> _Passage to read_:

The Astonishment Bias.
This is what I would call it, anyway. It is the tendency of human beings in a media saturated world to find interesting things interesting. The TED talk makes us go, wow, that's really neat, and the very neatness of it all is what constitutes its value. Or the news story or blog post or whatever, focuses on the next zany thing that some company or laboratory is doing. The authors of Freakanomics and Guns, Germs and Steel get to go on super powered book tours because they put such seemingly disparate concepts together, no matter how tenuously.
Listen carefully whenever someone says that they saw a talk or movie or article that "made me think." I bet that they will never follow that shit up with what the fuck it was it made them think about. Because what they really mean to say is "That article's neatness engrossed and entertained me in a way that I spuriously associate as encouraging within me a need for reflection and further research though I am in no way going to reflect or do further research."
Most of us do not remember the details of these talks, or these books, but we retain that feeling of awe that hit us when we first came across them and on this ground we venerate them. Once we look past that feeling and get down to criticism, we discover that, actually, this shit is not that dope and in fact could benefit from a bit more due diligence.

> _Tasks_:
1) Translate this sentence from the passage on the Astonishment Bias into Spanish: "It is the tendency of human beings in a media saturated world to find interesting things interesting."
2) In the passage on the Astonishment Bias, what do most of us retain from these talks and books?
3) Please return the portion of the passage on the Astonishment Bias starting at "This is what" and ending at "matter how tenuously.".

> _Information given_:
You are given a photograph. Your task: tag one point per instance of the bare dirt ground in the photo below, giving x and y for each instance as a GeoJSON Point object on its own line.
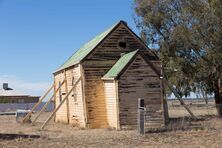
{"type": "Point", "coordinates": [206, 132]}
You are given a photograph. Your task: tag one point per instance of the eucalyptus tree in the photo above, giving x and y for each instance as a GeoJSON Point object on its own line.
{"type": "Point", "coordinates": [187, 35]}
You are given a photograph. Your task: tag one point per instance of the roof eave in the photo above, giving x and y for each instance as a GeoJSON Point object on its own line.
{"type": "Point", "coordinates": [108, 78]}
{"type": "Point", "coordinates": [59, 70]}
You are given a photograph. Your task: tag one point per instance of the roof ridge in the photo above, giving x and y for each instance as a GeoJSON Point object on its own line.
{"type": "Point", "coordinates": [85, 49]}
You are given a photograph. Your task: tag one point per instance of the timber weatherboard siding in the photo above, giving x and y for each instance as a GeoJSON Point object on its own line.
{"type": "Point", "coordinates": [98, 102]}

> _Solutions to the tasks_:
1) Es la tendencia de los seres humanos, en un mundo saturado de medios, a encontrar interesantes las cosas interesantes.

2) The feeling of awe that hit us when we first came across them.

3)
This is what I would call it, anyway. It is the tendency of human beings in a media saturated world to find interesting things interesting. The TED talk makes us go, wow, that's really neat, and the very neatness of it all is what constitutes its value. Or the news story or blog post or whatever, focuses on the next zany thing that some company or laboratory is doing. The authors of Freakanomics and Guns, Germs and Steel get to go on super powered book tours because they put such seemingly disparate concepts together, no matter how tenuously.